> _Data records_
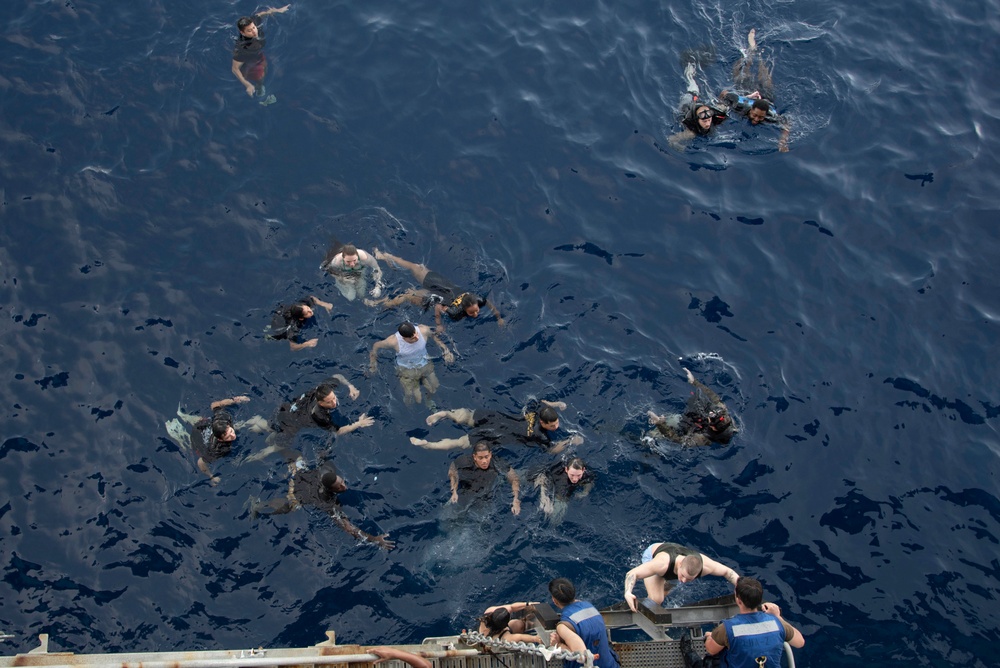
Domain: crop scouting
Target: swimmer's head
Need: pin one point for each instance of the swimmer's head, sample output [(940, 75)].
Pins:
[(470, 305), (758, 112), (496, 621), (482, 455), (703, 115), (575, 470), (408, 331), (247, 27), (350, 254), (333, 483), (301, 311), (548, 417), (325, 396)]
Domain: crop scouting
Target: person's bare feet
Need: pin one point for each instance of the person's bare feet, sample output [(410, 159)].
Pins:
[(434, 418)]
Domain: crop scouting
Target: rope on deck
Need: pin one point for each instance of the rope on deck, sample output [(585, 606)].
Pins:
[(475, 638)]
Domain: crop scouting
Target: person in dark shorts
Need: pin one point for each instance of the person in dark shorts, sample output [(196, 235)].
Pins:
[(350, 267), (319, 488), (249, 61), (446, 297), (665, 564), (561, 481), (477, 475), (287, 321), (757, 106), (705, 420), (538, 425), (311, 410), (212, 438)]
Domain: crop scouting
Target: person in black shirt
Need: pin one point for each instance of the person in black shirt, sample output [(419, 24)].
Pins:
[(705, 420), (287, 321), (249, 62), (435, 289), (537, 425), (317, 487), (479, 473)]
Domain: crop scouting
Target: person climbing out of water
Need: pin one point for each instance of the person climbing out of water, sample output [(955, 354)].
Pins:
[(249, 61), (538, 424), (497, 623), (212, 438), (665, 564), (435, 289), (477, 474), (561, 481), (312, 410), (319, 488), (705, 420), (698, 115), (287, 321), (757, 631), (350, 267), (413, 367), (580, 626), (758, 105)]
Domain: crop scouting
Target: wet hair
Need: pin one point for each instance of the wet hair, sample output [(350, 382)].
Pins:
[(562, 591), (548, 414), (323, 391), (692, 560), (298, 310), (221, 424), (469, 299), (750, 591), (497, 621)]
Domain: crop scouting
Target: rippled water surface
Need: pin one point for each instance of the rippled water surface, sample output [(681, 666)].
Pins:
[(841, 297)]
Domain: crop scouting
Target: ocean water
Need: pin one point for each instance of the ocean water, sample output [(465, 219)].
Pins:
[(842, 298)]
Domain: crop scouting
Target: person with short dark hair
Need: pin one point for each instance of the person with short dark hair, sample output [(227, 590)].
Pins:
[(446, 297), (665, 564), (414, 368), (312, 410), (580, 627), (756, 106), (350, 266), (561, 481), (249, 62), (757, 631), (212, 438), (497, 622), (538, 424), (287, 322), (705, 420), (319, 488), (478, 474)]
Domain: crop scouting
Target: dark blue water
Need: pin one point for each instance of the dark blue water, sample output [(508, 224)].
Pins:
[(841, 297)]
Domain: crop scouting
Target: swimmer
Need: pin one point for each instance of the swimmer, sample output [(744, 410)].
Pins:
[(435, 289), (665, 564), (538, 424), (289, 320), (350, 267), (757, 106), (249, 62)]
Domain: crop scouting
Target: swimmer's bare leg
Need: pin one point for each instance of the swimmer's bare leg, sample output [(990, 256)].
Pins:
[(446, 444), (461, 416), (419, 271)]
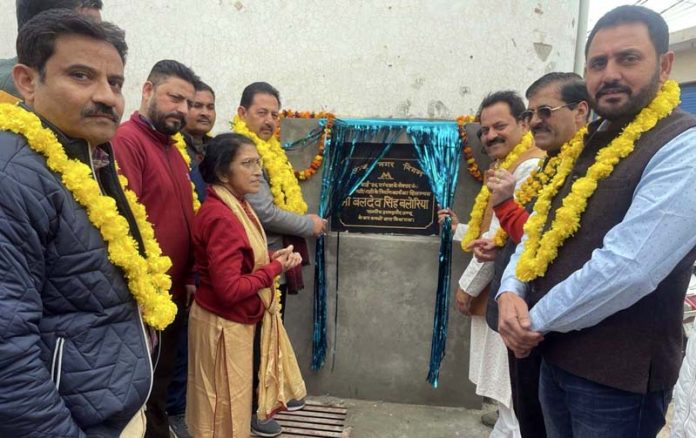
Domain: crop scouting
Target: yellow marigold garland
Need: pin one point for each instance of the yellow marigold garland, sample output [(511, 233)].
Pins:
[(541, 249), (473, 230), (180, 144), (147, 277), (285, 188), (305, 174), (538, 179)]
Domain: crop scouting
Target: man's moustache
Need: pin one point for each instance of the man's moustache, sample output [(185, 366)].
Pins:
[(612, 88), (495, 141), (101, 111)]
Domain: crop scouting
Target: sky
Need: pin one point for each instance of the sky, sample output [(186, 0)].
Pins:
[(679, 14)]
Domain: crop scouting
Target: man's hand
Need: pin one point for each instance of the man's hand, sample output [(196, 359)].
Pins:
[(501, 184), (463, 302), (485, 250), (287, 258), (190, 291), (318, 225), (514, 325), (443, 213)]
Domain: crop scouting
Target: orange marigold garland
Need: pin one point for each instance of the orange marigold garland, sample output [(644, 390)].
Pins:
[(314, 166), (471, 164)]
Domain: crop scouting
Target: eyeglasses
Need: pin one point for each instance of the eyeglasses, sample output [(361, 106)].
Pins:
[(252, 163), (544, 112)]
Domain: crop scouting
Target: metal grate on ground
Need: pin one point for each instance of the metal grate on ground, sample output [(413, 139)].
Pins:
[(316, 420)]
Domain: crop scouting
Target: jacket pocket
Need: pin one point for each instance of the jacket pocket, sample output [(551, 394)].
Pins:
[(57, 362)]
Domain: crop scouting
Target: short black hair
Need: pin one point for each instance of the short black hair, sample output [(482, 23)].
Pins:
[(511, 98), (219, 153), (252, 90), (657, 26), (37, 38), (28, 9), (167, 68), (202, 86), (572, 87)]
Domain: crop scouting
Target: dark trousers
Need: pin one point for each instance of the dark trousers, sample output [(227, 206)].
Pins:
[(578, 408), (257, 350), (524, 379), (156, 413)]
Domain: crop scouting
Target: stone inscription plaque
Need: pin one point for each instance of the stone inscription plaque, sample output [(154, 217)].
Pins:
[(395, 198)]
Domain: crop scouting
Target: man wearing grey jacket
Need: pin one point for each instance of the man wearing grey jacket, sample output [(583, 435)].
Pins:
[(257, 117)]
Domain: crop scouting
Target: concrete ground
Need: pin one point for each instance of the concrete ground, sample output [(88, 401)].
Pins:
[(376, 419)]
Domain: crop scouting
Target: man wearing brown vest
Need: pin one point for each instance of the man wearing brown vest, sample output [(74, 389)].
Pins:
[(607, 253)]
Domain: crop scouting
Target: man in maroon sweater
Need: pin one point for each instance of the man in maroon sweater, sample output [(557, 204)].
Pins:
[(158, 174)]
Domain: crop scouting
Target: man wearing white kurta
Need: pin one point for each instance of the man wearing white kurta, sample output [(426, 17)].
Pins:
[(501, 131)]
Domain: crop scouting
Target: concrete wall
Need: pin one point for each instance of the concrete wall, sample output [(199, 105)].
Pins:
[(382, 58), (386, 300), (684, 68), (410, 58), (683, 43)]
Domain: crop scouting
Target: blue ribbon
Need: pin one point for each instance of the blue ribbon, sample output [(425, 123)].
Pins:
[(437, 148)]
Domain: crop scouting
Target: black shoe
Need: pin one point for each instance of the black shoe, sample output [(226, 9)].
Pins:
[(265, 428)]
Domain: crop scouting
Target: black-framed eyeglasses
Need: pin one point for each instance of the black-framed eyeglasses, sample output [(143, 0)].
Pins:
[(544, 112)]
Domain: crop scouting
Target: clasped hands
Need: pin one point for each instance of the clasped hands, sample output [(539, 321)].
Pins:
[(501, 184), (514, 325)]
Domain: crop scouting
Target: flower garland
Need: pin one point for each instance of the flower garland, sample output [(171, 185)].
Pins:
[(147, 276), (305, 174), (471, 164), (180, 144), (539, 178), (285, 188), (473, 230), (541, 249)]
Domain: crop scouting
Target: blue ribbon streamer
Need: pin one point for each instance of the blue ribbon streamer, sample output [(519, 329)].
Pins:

---

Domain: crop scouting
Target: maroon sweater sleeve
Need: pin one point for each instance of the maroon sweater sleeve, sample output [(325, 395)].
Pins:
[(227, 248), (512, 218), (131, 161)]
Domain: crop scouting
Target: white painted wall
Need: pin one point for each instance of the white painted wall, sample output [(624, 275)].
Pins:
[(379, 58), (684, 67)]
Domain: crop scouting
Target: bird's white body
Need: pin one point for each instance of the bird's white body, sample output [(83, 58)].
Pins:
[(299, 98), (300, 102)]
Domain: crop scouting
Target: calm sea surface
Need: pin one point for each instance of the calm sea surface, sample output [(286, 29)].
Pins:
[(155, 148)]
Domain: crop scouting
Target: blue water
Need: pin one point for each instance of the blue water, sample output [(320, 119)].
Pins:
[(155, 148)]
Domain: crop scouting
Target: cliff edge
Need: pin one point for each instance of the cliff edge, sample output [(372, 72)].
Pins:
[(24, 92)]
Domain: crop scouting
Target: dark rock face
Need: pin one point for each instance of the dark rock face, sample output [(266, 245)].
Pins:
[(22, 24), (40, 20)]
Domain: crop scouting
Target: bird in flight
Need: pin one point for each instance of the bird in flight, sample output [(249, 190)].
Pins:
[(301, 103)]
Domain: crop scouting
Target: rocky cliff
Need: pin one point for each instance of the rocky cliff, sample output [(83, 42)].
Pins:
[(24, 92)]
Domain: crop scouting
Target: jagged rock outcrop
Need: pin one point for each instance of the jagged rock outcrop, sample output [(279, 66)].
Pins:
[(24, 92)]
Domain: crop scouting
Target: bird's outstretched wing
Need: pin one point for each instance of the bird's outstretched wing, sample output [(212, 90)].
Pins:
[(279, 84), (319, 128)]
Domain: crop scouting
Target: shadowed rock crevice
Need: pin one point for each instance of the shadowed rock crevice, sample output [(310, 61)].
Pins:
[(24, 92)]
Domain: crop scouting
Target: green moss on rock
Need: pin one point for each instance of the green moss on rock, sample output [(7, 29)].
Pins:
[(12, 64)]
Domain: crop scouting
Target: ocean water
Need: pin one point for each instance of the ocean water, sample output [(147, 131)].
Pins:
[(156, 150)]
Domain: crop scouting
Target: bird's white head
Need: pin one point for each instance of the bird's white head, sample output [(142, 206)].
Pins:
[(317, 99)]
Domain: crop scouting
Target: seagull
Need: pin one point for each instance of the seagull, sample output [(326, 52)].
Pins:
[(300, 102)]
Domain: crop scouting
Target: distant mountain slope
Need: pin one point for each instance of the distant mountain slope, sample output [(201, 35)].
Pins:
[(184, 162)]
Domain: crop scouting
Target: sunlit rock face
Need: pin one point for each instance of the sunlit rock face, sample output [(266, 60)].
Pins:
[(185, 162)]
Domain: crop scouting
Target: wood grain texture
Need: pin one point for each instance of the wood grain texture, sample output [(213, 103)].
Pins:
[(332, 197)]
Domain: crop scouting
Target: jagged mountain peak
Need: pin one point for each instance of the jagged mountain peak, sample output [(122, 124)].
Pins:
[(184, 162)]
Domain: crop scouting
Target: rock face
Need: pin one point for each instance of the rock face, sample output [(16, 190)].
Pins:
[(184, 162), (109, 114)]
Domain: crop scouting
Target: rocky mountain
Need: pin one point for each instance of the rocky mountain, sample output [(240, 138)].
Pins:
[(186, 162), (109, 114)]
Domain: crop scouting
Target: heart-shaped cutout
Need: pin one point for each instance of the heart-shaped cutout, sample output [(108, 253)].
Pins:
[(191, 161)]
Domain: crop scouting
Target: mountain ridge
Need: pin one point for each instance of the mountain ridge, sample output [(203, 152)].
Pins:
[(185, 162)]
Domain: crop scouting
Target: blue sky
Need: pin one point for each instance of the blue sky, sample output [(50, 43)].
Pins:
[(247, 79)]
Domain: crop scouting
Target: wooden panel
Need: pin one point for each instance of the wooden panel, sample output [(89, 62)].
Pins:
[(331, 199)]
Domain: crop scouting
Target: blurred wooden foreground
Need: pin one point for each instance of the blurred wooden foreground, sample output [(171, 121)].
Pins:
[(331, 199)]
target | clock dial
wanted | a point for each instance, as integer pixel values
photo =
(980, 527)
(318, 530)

> _What the exercise asks_
Copy the lines of the data above exactly as written, beginning with the line containing "Need: pin one point for each instance of the person's" and ending with the line containing "Target: wet hair", and leave out all other lines.

> _Result_
Need: pin one point for each instance of the person's bare feet, sample output [(410, 159)].
Pins:
[(434, 418)]
Domain: crop scouting
Target: rope on deck
Need: pin one point for each instance of the rope on deck, sample output [(585, 606)].
Pins:
[(475, 638)]
Domain: crop scouting
Target: person in dark shorts
Need: pin one point for each instance of the person in dark shorts, sample output [(196, 235)].
Pins:
[(350, 267), (319, 488), (249, 61), (446, 297), (665, 564), (561, 481), (477, 475), (287, 321), (757, 106), (705, 420), (538, 425), (311, 410), (212, 438)]
Domain: crop scouting
Target: person in black shirt
Need: pin one point for each instance of the person in black shirt, sample output [(419, 24)].
Pins:
[(705, 420), (287, 321), (249, 62), (435, 289), (537, 425), (317, 487), (479, 473)]
Domain: crop scouting
Target: person climbing out of water
Need: pin one point for each instance of the person climbing out of water, sample output [(955, 354)].
Pins:
[(249, 61), (538, 424), (497, 623), (212, 438), (665, 564), (435, 289), (477, 474), (561, 481), (312, 410), (319, 488), (705, 420), (698, 115), (287, 321), (757, 631), (350, 267), (413, 367), (580, 626), (758, 105)]
Domain: crop scouting
Target: wet hair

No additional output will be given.